> PROMPT
From the line containing "# Task: locate the rocky" to the end of the listing, write out every line exactly; leave out everything else.
___ EXCERPTED DATA ___
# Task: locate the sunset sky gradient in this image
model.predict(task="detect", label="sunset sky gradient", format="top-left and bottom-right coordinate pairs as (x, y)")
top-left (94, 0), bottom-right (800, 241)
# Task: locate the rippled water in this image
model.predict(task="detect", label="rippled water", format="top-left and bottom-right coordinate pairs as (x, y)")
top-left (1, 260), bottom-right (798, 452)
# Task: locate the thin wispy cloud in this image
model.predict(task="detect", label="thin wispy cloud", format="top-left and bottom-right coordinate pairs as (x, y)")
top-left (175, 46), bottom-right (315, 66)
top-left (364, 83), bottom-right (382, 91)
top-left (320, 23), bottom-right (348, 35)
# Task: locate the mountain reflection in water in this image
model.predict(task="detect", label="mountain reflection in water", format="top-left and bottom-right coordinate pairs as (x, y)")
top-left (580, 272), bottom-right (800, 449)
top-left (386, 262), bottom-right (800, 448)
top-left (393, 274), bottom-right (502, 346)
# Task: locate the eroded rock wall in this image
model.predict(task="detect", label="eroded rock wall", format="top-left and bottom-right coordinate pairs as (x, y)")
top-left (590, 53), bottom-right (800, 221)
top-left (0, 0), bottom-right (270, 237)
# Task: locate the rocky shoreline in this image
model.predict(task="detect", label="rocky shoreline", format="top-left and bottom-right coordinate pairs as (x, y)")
___
> ANSWER BOX
# Task: locate the rocky shoreline in this image
model.predict(task="detect", label="rocky shoreline", format="top-left and bottom-right coordinate pairs as (x, y)")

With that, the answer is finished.